EXCERPT:
--- start ---

# Why does the 6D mkii Zoom in when shooting HDR?



## daphins (Jul 25, 2017)

Hey! I upgraded from a 60D to the 6D mkii. I've never shot in camera HDR before, and I noticed that the HDR images are slightly more zoomed in than the standard images (shot from s tripod). Why is this? My best guess is that it anticipates the overlay images bring slightly different so it has a standard crop from the edges to compensate? Is this normal?


----------



## Mikehit (Jul 25, 2017)

If it was handheld, then it may be the camera moved very slightly between shots and the in-camera software aligned the frames and cropped any ragged edges.


----------



## daphins (Jul 25, 2017)

Mikehit said:


> If it was handheld, then it may be the camera moved very slightly between shots and the in-camera software aligned the frames and cropped any ragged edges.



It's not. I was playing with tripod and long exposures last night. I'll try to upload some samples this evening, but every HDR photo was cropped tighter than standard photos.


----------



## Khalai (Jul 25, 2017)

daphins said:


> Mikehit said:
> 
> 
> > If it was handheld, then it may be the camera moved very slightly between shots and the in-camera software aligned the frames and cropped any ragged edges.
> ...



Anything moving in the photos? Perhaps even stars with very long exposures? Something could really confuse aligning algorhytm...


----------



## Mikehit (Jul 25, 2017)

I googled 'Canon in-camera HDR crop' and it seems it is not just the 6D2:

https://www.dpreview.com/forums/post/53337230

https://snapshot.canon-asia.com/article/en/exploring-the-hdr-mode-of-eos-5d-mark-iii

It seems to be a result of Auto-align. If you turn that off maybe it will not crop the image.


----------



## Kit Lens Jockey (Jul 25, 2017)

Yes, in my experience with HDR in Canon cameras, if you have auto-align on, it will always trim off a little on the edges, in order to allow it to do its auto-aligning thing. Doesn't matter if the camera was actually moving or not. You can set it to on or off. So if you have the camera steady on a tripod, just turn it off, should not crop the photos any more.


----------



## Khalai (Jul 25, 2017)

--- end ---

DATA LINES:

--- start ---

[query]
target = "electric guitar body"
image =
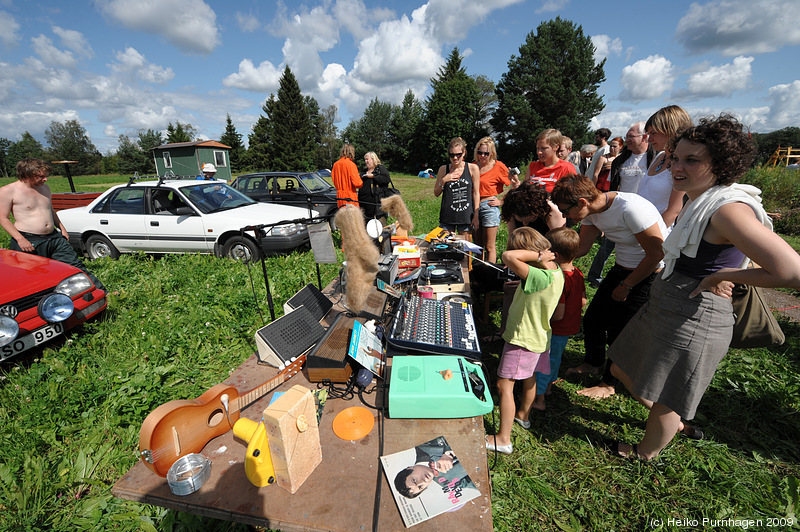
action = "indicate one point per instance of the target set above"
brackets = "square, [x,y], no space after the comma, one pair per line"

--- end ---

COMPLETE THE FOLLOWING:
a) In the forum thread about the 6D mkii zooming in on HDR shots, which camera setting does Mikehit say causes the crop?
b) Summarize the forum thread about the 6D mkii zooming in on HDR shots in two sentences.
c) Carry on the forum thread about the 6D mkii zooming in on HDR shots from the point where it stops.

EXPECTED RESPONSES:
a) Auto-align.

b) A user who upgraded from a 60D to the 6D mkii noticed that in-camera HDR images came out slightly more zoomed in than standard images, even when shot from a tripod. Other posters found that Canon's HDR auto-align feature trims the edges whether or not the camera moved, so turning auto-align off on a tripod should stop the cropping.

c)
Or just forget in-camera HDR JPEG only altogether, bracket a couple of RAW files and HDR merge manually back home


----------



## Mt Spokane Photography (Aug 1, 2017)

Khalai said:


> Or just forget in-camera HDR JPEG only altogether, bracket a couple of RAW files and HDR merge manually back home



Its a entry level camera, and most users will use those in camera features. Nothing wrong with that. Most of us here use raw and process separately, but the world is changing, people want to and expect the ability to upload and post photos in real time. 

I've been around long enough to remember the discussions when Single Lens Reflex (SLR) film cameras came out. There were lots of naysayers, but they pushed out the rangefinders almost over night. Same thing when autofocus came along. Now, its upload immediately to social web sites, and that's what is needed to attract a new generation of camera buyers. Rejoice, they are keeping the camera manufacturing business alive so us old timers can keep doing it the "RIGHT WAY??"


----------



## daphins (Aug 1, 2017)

Mt Spokane Photography said:


> Khalai said:
> 
> 
> > Or just forget in-camera HDR JPEG only altogether, bracket a couple of RAW files and HDR merge manually back home
> ...



i'll actually be doing his above workflow. Hadn't pulled HDR's off the camera yet, so i didn't know they were JPEG's (which makes sense).

Is there a way to identify photo graphs as being part of a series as we take them, so I know which ones to compile as an HDR in post-production?


----------



## BeenThere (Aug 1, 2017)

daphins said:


> Mt Spokane Photography said:
> 
> 
> > Khalai said:
> ...


Put your hand in front of the lens between series and shoot a separator frame to easily identify the series in post.


----------



## scyrene (Aug 1, 2017)

daphins said:


> Mt Spokane Photography said:
> 
> 
> > Khalai said:
> ...



You'll have a group of three raw shots and a jpeg, with consecutive file names, though the order may vary; but you'll see one bright, one normal, one dark, and one jpeg, and that's your batch. It's fairly straightforward to parse them once you've found the first group.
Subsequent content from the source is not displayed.